Start of EXTRACT
To say that it is a mythic disaster does not mean that it was somehow imaginary. The real event was a super-sized tragedy that took the lives of at least 1,500 people (the exact number is unclear) and featured dramatic elements that no fiction writer would be shameless enough to concoct.
This was the world’s largest ship taking its maiden voyage. The passengers represented a stratified society in miniature. At top were the first-class passengers, many of them famous millionaires, or aristocrats with names like Sir Cosmo Duff Gordon. Below were the second-class passengers, and then lower still the third class — distinctions that would have profound consequences in survival rates. (First-class men, though collectively glorified for letting steerage women and children go first in the lifeboats, actually survived at a higher rate than the third-class children).
A lookout spotted the iceberg a little before 11:40 p.m. At the last moment the ship swung to port, and the iceberg, looming some 100 feet above the water, ripped a gash along the starboard side below the water line, rupturing five watertight compartments.
The elite passengers felt something on impact — “a faint grinding jar,” as Walter Lord put it in his seminal book “A Night to Remember.” “It was not much, but enough to break the conversation and rattle the silver that was set for breakfast the next morning.” (Lord’s book is full of such deft phrases as “rattle the silver.”)
The nature of the injury to the vessel not only ensured that she would sink within hours but also that the people aboard would have time to respond in ways that have inspired countless retellings. There was a period of blithe reassurance. The ship, passengers could tell themselves, was unsinkable. Some played with the ice that had sprayed onto a deck from the passing berg.
You couldn’t make it up: Benjamin Guggenheim, staying on the ship, changes into formal evening attire because he wants to go to his death dressed liked a gentleman.
Incredible: The band played on.
“It’s a delimited area and time, there are a lot of human stories, and they involve choice,” said Stephen Cox, a literature professor at the University of California at San Diego, and author of “The Titanic Story: Hard Choices, Dangerous Decisions.” He compares the two hours and 40 minutes between impact with the iceberg and the sinking at 2:20 a.m. April 15 to the length of a play.
“I don’t think a myth can develop unless you have a choice that could be very unfortunate or tragic,” he said.
For another survey of the mythologizing of the Titanic, one turns to Steven Biel’s “Down With the Old Canoe: A Cultural History of the Titanic Disaster.”Biel is not interested in what happened so much as how people reacted to what happened, then and now. The disaster “produced a contest over meaning,” Biel writes.
Early accounts of the disaster emphasized the supposed heroism of the first-class men who followed a “women and children first” protocol. For some commentators of the era, this offered a rebuke to the women’s suffrage movement. As Biel documents, the Titanic infiltrated all manner of political and cultural issues, including imperialism, modernity, labor unions, class privilege, immigration and alleged Anglo-Saxon superiority.
Biel laments that today’s discussion about the Titanic has become rather more one-dimensional: Everyone says it’s a tale of technological hubris. Cameron in a recent National Geographic Channel special drew a connection between the “unsinkable” Titanic and our modern fossil-fuel-burning civilization (cue images of drilling) entering an era of climate change.
The mythologizing began almost as soon as the news broke that the great ship had hit an iceberg and gone to the bottom. The New York City newspapers threw armies of reporters into the disaster coverage, and soon readers were told who had been heroic and who had been villainous.
End of EXTRACT
Start of DATA ROWS
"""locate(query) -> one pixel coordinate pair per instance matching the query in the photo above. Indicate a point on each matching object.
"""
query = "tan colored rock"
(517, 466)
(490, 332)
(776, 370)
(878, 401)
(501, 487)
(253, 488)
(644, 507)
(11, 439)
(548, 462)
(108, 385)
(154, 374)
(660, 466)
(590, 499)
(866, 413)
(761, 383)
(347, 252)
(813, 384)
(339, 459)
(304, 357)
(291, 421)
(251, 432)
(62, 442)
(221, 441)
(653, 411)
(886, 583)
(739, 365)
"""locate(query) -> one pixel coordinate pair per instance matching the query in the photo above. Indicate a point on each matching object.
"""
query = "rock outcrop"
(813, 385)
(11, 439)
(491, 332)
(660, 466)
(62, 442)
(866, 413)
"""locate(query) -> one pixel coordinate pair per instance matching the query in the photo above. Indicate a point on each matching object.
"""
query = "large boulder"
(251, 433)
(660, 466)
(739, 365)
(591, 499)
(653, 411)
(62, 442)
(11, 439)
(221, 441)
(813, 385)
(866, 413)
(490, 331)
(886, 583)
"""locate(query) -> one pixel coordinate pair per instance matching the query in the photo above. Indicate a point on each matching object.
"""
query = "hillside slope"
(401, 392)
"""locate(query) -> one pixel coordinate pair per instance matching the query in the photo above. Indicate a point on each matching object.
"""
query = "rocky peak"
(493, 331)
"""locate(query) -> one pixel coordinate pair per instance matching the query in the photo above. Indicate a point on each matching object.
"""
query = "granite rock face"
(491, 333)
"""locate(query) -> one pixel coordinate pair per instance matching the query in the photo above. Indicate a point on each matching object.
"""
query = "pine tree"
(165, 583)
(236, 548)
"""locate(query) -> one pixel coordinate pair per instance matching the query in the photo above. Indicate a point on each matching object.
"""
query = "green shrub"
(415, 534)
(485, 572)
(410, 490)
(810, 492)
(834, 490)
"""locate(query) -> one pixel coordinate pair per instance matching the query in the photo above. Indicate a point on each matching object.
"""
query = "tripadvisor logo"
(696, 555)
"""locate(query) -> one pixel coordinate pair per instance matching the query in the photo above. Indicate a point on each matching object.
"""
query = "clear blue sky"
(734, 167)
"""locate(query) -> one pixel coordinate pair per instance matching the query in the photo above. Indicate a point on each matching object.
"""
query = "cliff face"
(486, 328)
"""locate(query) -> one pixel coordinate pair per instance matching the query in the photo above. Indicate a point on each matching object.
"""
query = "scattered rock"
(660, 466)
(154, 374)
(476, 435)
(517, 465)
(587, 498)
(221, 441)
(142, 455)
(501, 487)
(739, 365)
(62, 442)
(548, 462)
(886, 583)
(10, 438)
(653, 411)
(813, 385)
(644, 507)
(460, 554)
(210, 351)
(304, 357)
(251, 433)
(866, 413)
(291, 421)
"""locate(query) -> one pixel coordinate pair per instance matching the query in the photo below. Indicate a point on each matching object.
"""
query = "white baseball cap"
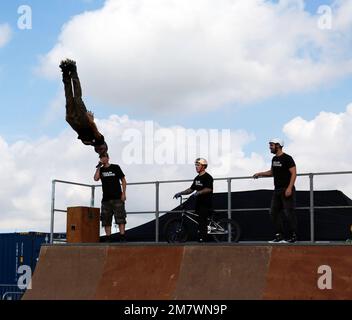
End of DATA ROWS
GOAL |
Revise the Titanic passage, starting at "The elite passengers" and ending at "liked a gentleman.", so that "grinding" becomes "scraping". The material has no connection to the passage on the Titanic.

RESPONSE FOR THIS EXERCISE |
The elite passengers felt something on impact — “a faint scraping jar,” as Walter Lord put it in his seminal book “A Night to Remember.” “It was not much, but enough to break the conversation and rattle the silver that was set for breakfast the next morning.” (Lord’s book is full of such deft phrases as “rattle the silver.”)
The nature of the injury to the vessel not only ensured that she would sink within hours but also that the people aboard would have time to respond in ways that have inspired countless retellings. There was a period of blithe reassurance. The ship, passengers could tell themselves, was unsinkable. Some played with the ice that had sprayed onto a deck from the passing berg.
You couldn’t make it up: Benjamin Guggenheim, staying on the ship, changes into formal evening attire because he wants to go to his death dressed liked a gentleman.